• _Directions_:
Copy the rows below from their first line through the line holding "[(417, 290)]", inclusive, changing every "marker" to "dot" and leaving all else as is. Omit the pictures from your copy.

Object pointing dataset rows:
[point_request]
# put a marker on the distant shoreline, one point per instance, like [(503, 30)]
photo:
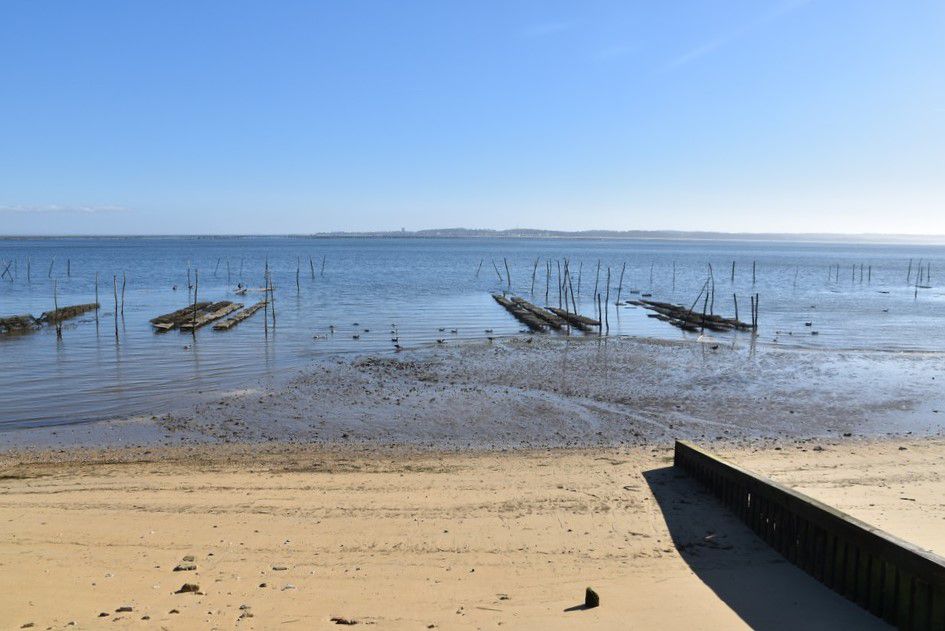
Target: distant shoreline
[(534, 234)]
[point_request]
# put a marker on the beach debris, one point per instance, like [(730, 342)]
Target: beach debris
[(245, 314), (18, 324), (520, 313), (214, 312), (168, 321), (186, 564), (66, 313)]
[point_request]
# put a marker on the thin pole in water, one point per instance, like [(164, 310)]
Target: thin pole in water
[(56, 311), (115, 290), (534, 271), (193, 328), (620, 285)]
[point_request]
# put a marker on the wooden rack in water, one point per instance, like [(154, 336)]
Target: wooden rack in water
[(218, 310), (520, 313), (26, 322), (687, 320), (171, 320), (552, 320), (246, 313), (575, 319), (539, 318)]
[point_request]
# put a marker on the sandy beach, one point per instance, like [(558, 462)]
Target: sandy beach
[(474, 486), (536, 392), (292, 537)]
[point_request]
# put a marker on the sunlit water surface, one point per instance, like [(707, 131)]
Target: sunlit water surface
[(420, 288)]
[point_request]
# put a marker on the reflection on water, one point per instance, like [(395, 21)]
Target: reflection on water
[(417, 290)]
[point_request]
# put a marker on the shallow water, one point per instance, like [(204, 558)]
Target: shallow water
[(415, 287)]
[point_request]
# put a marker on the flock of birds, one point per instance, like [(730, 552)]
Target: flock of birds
[(395, 334)]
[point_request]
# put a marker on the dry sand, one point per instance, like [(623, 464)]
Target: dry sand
[(406, 539)]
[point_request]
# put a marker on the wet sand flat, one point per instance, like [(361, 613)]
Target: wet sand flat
[(406, 539)]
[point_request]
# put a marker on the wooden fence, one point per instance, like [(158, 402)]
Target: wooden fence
[(889, 577)]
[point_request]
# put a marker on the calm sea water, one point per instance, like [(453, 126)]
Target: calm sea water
[(413, 286)]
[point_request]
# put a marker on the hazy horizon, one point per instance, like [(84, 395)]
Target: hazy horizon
[(779, 116), (864, 238)]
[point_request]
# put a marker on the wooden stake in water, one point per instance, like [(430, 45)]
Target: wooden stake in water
[(620, 285), (115, 291), (56, 311), (496, 268), (580, 269), (272, 298), (193, 328), (558, 261), (534, 271), (597, 280), (607, 302), (600, 327)]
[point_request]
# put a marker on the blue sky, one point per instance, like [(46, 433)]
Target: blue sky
[(285, 117)]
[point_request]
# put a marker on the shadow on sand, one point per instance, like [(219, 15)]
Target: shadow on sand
[(757, 583)]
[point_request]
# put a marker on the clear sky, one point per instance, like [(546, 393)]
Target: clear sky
[(294, 117)]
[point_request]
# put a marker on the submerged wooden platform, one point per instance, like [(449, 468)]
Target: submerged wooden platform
[(245, 314), (575, 319), (520, 313), (66, 313), (168, 321), (215, 312), (681, 317), (552, 320)]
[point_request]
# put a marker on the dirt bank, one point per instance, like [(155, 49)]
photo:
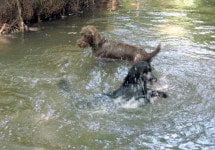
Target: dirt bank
[(17, 15)]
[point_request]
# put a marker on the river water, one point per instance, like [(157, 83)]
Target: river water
[(51, 90)]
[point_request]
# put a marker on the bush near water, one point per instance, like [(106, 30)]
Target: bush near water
[(16, 15)]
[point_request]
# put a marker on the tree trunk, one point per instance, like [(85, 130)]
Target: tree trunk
[(21, 22)]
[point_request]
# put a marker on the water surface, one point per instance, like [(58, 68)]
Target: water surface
[(50, 95)]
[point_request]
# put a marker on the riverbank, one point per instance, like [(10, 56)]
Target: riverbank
[(18, 15)]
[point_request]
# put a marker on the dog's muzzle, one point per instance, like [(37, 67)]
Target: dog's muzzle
[(150, 77)]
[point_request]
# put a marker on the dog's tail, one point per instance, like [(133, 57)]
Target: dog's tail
[(154, 53)]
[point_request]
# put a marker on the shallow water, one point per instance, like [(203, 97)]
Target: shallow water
[(51, 90)]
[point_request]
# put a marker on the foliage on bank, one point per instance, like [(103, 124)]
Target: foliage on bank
[(18, 14)]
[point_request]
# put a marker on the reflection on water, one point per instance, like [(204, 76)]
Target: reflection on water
[(52, 91)]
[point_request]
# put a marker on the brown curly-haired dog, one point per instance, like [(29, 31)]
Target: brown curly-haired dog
[(104, 48)]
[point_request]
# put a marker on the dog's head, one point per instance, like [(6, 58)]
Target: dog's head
[(89, 37), (140, 71)]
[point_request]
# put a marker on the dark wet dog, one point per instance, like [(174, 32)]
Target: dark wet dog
[(104, 48), (135, 84)]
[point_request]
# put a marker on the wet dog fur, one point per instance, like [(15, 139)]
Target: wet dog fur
[(135, 84), (104, 48)]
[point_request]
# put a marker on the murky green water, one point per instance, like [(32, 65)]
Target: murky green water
[(36, 113)]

• _Solution to the exercise_:
[point_request]
# put a dot on the distant shoreline, one point per instance, like [(503, 30)]
photo:
Target: distant shoreline
[(534, 234)]
[point_request]
# put a dot on the beach debris, one point per instance, like [(730, 342)]
Target: beach debris
[(245, 314), (18, 324), (520, 313), (214, 312), (168, 321), (186, 564), (66, 313)]
[point_request]
# put a dot on the thin pole in water, one point per instance, like [(164, 310)]
Target: thin pole in water
[(56, 311), (115, 290), (534, 271), (193, 328), (620, 285)]
[point_request]
# put a dot on the wooden rack in water, one point per instance, like [(154, 336)]
Target: wooden rack in water
[(218, 310), (520, 313), (26, 322), (687, 320), (171, 320), (552, 320), (246, 313), (575, 319), (539, 318)]
[point_request]
# put a dot on the sandy beach, one point per instance, like [(558, 462)]
Target: sandy beach
[(474, 486), (536, 392), (292, 537)]
[point_request]
# put a dot on the sunlit water surface, one point per instance, like [(707, 131)]
Target: sunlit water surface
[(420, 288)]
[point_request]
# put a dot on the reflection on water, one point per instance, like [(395, 21)]
Target: reflection on water
[(417, 290)]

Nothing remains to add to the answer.